***** EXTRACTED ENTRIES

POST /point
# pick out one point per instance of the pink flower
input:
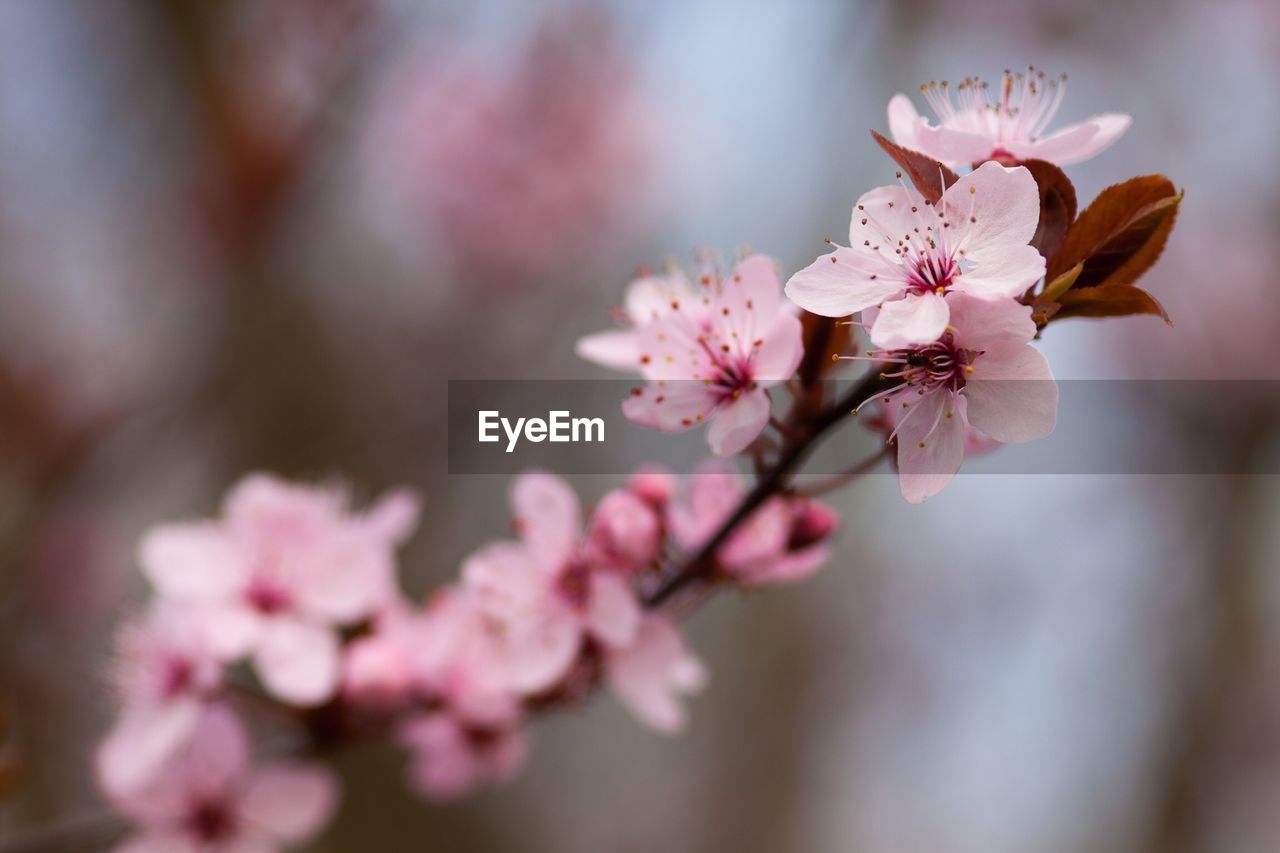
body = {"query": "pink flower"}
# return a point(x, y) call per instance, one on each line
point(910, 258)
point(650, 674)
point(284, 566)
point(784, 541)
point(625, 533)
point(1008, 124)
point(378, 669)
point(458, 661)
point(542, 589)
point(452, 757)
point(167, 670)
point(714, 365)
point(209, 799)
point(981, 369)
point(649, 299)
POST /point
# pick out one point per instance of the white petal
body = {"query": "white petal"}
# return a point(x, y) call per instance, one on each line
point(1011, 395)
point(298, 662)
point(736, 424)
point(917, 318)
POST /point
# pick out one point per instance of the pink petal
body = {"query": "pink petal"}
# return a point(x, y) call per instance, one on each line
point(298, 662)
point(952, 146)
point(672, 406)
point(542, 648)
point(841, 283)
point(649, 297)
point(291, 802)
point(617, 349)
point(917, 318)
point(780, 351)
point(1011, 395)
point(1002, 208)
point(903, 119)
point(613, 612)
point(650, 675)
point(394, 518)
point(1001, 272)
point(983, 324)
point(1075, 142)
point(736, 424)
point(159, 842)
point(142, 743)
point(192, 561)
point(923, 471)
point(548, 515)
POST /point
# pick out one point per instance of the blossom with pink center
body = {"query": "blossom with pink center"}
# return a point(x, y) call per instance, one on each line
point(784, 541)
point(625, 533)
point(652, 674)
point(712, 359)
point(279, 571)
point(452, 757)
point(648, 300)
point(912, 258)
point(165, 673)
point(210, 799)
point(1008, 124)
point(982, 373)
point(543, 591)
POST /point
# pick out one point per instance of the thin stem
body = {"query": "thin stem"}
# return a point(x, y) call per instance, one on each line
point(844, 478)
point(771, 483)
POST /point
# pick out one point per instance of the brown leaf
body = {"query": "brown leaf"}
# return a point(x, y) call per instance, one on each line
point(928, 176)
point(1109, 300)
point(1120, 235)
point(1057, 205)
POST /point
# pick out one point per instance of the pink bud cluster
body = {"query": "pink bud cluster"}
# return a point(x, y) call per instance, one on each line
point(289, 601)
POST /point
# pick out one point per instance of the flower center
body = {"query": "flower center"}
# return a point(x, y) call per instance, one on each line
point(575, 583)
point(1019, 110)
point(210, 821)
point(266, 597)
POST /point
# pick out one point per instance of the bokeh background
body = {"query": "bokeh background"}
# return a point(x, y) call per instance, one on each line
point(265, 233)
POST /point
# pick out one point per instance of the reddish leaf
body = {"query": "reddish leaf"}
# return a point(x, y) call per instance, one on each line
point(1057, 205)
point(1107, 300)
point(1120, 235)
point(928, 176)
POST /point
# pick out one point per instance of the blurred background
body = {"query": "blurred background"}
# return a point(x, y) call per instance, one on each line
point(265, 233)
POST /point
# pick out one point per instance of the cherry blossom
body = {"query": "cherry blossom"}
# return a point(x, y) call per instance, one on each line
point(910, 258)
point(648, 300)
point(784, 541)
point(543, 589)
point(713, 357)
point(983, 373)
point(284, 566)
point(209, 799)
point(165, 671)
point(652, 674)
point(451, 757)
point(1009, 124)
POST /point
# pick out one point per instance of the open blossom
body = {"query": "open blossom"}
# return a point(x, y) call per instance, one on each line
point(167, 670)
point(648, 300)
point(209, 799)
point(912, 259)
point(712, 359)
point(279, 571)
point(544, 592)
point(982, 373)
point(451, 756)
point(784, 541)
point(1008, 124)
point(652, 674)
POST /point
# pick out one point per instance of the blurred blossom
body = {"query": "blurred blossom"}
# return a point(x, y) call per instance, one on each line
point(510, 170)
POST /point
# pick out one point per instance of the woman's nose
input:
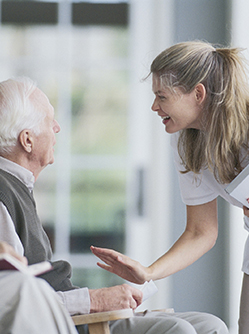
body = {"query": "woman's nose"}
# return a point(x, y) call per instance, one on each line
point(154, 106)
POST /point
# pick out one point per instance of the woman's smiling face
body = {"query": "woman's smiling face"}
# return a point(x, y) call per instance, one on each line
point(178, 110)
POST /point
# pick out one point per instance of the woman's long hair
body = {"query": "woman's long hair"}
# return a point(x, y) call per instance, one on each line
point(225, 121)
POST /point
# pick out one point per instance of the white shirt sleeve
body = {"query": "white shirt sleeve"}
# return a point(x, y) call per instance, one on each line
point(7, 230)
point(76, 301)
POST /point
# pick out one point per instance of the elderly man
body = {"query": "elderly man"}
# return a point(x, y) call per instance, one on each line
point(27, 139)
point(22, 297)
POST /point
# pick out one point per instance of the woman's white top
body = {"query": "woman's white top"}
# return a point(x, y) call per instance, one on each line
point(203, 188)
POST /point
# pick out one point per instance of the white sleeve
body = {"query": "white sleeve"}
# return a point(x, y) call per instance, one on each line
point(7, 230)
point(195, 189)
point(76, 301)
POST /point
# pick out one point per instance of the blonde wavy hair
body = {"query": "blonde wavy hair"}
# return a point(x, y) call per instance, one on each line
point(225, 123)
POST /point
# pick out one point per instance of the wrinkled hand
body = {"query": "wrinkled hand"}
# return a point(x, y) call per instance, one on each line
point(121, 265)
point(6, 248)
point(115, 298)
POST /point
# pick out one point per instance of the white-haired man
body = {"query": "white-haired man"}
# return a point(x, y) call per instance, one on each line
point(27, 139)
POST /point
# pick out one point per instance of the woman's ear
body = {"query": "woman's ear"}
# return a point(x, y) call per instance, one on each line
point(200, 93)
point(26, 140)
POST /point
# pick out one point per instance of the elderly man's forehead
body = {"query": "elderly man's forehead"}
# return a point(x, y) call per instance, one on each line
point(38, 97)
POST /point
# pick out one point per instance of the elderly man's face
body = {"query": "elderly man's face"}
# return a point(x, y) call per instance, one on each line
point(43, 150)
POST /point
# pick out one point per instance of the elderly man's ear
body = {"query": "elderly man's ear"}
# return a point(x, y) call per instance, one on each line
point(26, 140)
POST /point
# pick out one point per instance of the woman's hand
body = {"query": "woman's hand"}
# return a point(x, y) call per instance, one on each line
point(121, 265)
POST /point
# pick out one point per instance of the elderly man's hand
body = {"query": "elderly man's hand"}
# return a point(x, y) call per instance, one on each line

**********

Could you copy every row above word for word, leaving out the pictures?

POST /point
# pick out one point per instance of the pink flower
input:
body = {"query": "pink flower"}
# return a point(x, y) call per instance, one on each line
point(910, 258)
point(650, 674)
point(284, 566)
point(784, 541)
point(625, 533)
point(1008, 124)
point(378, 669)
point(458, 661)
point(542, 589)
point(452, 757)
point(167, 670)
point(714, 365)
point(209, 799)
point(981, 369)
point(649, 299)
POST /point
# pick out one point per instance of the white petal
body = {"query": "white petal"}
# return a point(x, y) call per instance, one on each line
point(1011, 395)
point(298, 662)
point(736, 424)
point(917, 318)
POST /point
# pick out one point per instance of the pink petal
body = {"query": "pink petal"}
# return a point(x, y) call per instance, one on each line
point(298, 662)
point(952, 146)
point(672, 406)
point(542, 648)
point(841, 283)
point(649, 297)
point(291, 802)
point(617, 349)
point(917, 318)
point(780, 351)
point(1011, 395)
point(1002, 208)
point(903, 119)
point(613, 612)
point(650, 675)
point(394, 518)
point(1001, 272)
point(983, 324)
point(1075, 142)
point(736, 424)
point(159, 842)
point(142, 743)
point(192, 561)
point(923, 471)
point(548, 515)
POST /point
# pick out one point per instance of the blossom with pink center
body = {"query": "blossom with pink center"}
# return a point(x, y) call per instance, one on each line
point(784, 541)
point(625, 533)
point(652, 674)
point(712, 359)
point(279, 571)
point(452, 757)
point(648, 300)
point(912, 258)
point(165, 673)
point(210, 799)
point(1008, 124)
point(982, 373)
point(543, 591)
POST /point
# pick out one point per instance of the thin stem
body = {"query": "thin stem"}
# return a point(x, y) call per instance, one on each line
point(844, 478)
point(771, 483)
POST /point
# pick out one point per instance of the brown leaf
body = {"query": "brown leaf"}
# return a point(x, y) call per instance, one on each line
point(928, 176)
point(1109, 300)
point(1120, 235)
point(1057, 205)
POST /point
# pick out one point per instance of the pink bud cluster
body = {"query": "pink bud cluster"}
# return a point(x, y) call per instance, one on each line
point(289, 601)
POST /point
# pick out one point per instance of the flower center
body = {"query": "flower center"}
# return a point(x, y) call per instance, one on each line
point(575, 583)
point(1019, 110)
point(210, 821)
point(266, 597)
POST /point
# pick out one point per instance of the bokeh background
body = {"query": "bokeh background"}
# return a point(x, y) call per instance, one on each line
point(265, 233)
POST /point
# pick out one point per instance of the reddish leaf
body = {"query": "reddish leaf"}
# return a point(x, y) call per instance, one on each line
point(1057, 205)
point(1107, 300)
point(1120, 235)
point(928, 176)
POST /point
# pick out one point per instance of the blurred background
body = {"query": "blurred background"}
# return a point(x, y) call per instance, one on each line
point(265, 233)
POST /point
# pick out one point per instance of the cherry blossom
body = {"query": "cherry blossom"}
# return a point(x, y) call per instance, one on each line
point(910, 258)
point(648, 300)
point(784, 541)
point(543, 589)
point(713, 357)
point(983, 373)
point(284, 566)
point(209, 799)
point(165, 671)
point(652, 674)
point(451, 757)
point(1009, 124)
POST /point
# pick out one point per instance of the open blossom
body = {"query": "open blossom"}
# return a point(x, y) call per instance, one on each line
point(167, 670)
point(648, 300)
point(209, 799)
point(912, 259)
point(712, 359)
point(279, 571)
point(544, 592)
point(982, 373)
point(451, 756)
point(784, 541)
point(1008, 124)
point(652, 674)
POST /point
# pick out one point per instance of the blurred blossom
body = {"query": "blurred blossom"}
# return a point(x, y) call per instance, one on each line
point(510, 170)
POST /point
# pick out one point per instance of the woman's nose
input:
body = {"query": "woman's nose"}
# return a point(x, y) call per instance, one on each line
point(154, 106)
POST /point
# pick out one point per instance of the woman's smiling face
body = {"query": "woman's smiling face"}
# return a point(x, y) call per instance, one on each line
point(178, 110)
POST /point
# pick out one point per instance of the woman's long hair
body = {"query": "woman's long hair"}
# return a point(x, y) call per instance, one on each line
point(225, 121)
POST /point
# pick out one point per instance of the white shirt sleeve
body = {"query": "white shirt sleeve"}
# return a point(x, y) call per instance, one on each line
point(7, 230)
point(76, 301)
POST /point
# pick out one point per instance of the elderly man
body = {"query": "elderly man"}
# return a point(x, y) call per instance, one on each line
point(27, 139)
point(22, 297)
POST /point
# pick out one point per instance of the woman's white top
body = {"query": "woman's white top"}
# return a point(x, y) call per instance, one on each line
point(203, 188)
POST /point
# pick out one point per instance of the white sleeve
body = {"query": "white sleeve"}
# return a point(x, y) call per instance, one on each line
point(7, 230)
point(195, 189)
point(76, 301)
POST /point
# pick out one point per instance of the blonde wavy hair
body = {"query": "blonde wavy hair"}
# return a point(x, y) call per instance, one on each line
point(225, 123)
POST /point
# pick out one point per instance of the wrinkled hand
body = {"query": "wrinkled hand"}
# return a point(x, y) call per instance, one on each line
point(121, 265)
point(6, 248)
point(115, 298)
POST /point
# pick out one point per instance of the white-haired man
body = {"query": "white-haired man"}
# return a point(x, y) call per instance, one on each line
point(27, 139)
POST /point
# pick out one point per instance of the woman's ear
body = {"query": "woman's ear"}
# return a point(x, y) call per instance, one on each line
point(200, 93)
point(26, 140)
POST /point
# pick out one point per instance of the elderly man's forehead
body = {"query": "elderly man's forehead"}
# return a point(x, y) call per instance, one on each line
point(38, 97)
POST /point
# pick out one point per instance of the elderly man's face
body = {"query": "elderly man's face"}
# return a point(x, y) call per instance, one on each line
point(43, 150)
POST /point
# pick out one point per instance of the elderly man's ear
body = {"query": "elderly man's ear"}
# return a point(x, y) call per instance, one on each line
point(26, 140)
POST /point
# pick out one point per instance of the woman's hand
body = {"query": "woman's hand"}
# return a point(x, y) call per instance, one on each line
point(121, 265)
POST /point
# pick out one point per instance of the elderly man's hand
body = {"query": "elderly man's hand"}
# return a point(x, y) call per instance, one on each line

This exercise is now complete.